**Passage:**
= = =
What is DuckDB?
DuckDB is an in-process analytical database (OLAP) that's designed to support analytical query workloads. Often called the "SQLite for analytics," DuckDB combines the simplicity of embedded databases with the performance of columnar storage and vectorized execution, making it perfect for data science and analytics workflows.
In-Process
No server required - runs embedded in your application
Columnar
Optimized column storage for fast analytical queries
Zero-Config
Works out of the box with minimal setup
DuckDB Performance Calculator
Getting Started with DuckDB
DuckDB can be used from multiple programming languages and provides both persistent and in-memory database options.
# Install DuckDB CLI
wget https://github.com/duckdb/duckdb/releases/download/v0.9.0/duckdb_cli-linux-amd64.zip
unzip duckdb_cli-linux-amd64.zip
chmod +x duckdb
# Install Python client
pip install duckdb
# Install Node.js client
npm install duckdb
# Install R client
install.packages("duckdb")
Python Usage
import duckdb
import pandas as pd
# Create in-memory database
con = duckdb.connect()
# Or create persistent database
con = duckdb.connect('analytics.duckdb')
# Query CSV files directly
result = con.execute("""
SELECT region, SUM(sales) as total_sales
FROM 'sales_data.csv'
GROUP BY region
ORDER BY total_sales DESC
""").fetchall()
# Work with pandas DataFrames
df = pd.read_csv('data.csv')
con.execute("CREATE TABLE sales AS SELECT * FROM df")
# Query the table
sales_summary = con.sql("SELECT * FROM sales WHERE amount > 1000")
print(sales_summary.to_df())
CLI Usage
-- Start DuckDB CLI
./duckdb analytics.duckdb
-- Create table and load data
CREATE TABLE sales AS
SELECT * FROM 'sales_data.csv';
-- Analytical queries
SELECT
DATE_TRUNC('month', order_date) as month,
SUM(amount) as monthly_sales,
COUNT(*) as order_count
FROM sales
GROUP BY month
ORDER BY month;
-- Query Parquet files directly
SELECT * FROM 'large_dataset.parquet'
WHERE created_at >= '2023-01-01'
LIMIT 100;
Real-World Examples
Data Science Workflows
Data scientists use DuckDB for fast exploratory data analysis and prototyping.
= = =
**Stored rows:**
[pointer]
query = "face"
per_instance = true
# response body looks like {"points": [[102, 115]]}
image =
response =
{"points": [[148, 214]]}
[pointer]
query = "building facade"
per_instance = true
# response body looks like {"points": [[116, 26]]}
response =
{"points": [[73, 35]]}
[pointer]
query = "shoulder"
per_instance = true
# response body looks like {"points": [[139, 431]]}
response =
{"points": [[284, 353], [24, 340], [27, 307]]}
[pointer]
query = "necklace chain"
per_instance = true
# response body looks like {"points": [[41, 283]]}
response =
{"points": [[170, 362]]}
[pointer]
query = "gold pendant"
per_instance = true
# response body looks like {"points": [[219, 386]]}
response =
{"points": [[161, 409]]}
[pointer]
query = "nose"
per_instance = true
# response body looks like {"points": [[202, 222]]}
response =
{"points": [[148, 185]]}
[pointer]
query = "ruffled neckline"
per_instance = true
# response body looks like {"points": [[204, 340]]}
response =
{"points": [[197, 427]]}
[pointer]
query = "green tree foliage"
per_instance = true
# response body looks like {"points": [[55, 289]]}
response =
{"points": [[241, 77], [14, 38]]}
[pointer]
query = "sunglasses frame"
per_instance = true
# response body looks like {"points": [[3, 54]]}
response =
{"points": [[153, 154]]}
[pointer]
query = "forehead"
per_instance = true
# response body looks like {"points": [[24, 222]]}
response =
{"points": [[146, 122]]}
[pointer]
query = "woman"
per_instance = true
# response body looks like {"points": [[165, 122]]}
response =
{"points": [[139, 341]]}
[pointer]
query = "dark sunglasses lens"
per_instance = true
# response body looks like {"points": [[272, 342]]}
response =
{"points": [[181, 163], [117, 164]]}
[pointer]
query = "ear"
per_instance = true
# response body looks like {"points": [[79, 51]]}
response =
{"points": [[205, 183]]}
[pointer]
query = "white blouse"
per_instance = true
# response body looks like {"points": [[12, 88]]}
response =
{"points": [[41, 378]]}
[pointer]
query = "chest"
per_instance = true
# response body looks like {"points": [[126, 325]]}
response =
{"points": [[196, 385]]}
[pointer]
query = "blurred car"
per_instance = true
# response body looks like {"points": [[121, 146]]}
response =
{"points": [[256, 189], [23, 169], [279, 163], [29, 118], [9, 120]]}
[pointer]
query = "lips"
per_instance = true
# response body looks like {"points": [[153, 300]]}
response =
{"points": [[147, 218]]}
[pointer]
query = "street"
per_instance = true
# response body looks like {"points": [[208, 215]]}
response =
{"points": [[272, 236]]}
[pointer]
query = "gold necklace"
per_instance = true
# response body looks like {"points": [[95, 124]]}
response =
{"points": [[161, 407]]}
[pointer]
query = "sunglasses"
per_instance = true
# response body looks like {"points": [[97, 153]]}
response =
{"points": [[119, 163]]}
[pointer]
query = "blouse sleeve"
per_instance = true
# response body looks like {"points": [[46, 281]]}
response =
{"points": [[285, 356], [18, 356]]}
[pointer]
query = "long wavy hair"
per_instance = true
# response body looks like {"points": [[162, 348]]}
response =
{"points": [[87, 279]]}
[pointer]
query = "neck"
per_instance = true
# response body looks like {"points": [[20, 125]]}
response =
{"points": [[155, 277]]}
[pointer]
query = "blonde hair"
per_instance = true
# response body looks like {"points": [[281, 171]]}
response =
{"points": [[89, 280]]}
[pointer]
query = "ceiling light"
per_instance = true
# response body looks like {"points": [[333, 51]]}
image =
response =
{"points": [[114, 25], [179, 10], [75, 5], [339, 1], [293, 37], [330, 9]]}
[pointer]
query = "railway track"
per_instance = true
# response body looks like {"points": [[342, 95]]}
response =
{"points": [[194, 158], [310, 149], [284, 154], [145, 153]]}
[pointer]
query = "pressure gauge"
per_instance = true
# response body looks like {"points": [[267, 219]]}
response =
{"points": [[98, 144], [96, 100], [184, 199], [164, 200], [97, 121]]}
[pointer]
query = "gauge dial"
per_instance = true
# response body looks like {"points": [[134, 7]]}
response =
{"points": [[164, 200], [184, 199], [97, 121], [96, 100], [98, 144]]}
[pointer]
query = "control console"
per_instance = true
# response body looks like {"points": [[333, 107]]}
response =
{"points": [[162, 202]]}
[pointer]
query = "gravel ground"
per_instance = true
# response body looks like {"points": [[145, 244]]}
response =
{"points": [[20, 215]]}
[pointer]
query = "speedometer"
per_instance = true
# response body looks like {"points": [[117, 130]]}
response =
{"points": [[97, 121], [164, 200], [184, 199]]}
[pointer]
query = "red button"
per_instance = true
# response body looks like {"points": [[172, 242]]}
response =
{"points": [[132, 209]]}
= = =
**Problem set:**
A. Using the DuckDB page, list every item that its installation commands install.
B. In the DuckDB page, what nickname is DuckDB often given?
C. For each statement, say whether it agrees with the DuckDB page, and quote the words that decide it.
(i) DuckDB needs a separate server to run.
(ii) DuckDB offers both persistent and in-memory databases.
(iii) The Parquet query example returns at most 100 rows.

**Task-by-task solutions:**
A.
- DuckDB CLI
- Python client
- Node.js client
- R client

B. It is often called the "SQLite for analytics."

C.
(i) No: "No server required - runs embedded in your application"
(ii) Yes: "provides both persistent and in-memory database options"
(iii) Yes: "LIMIT 100;"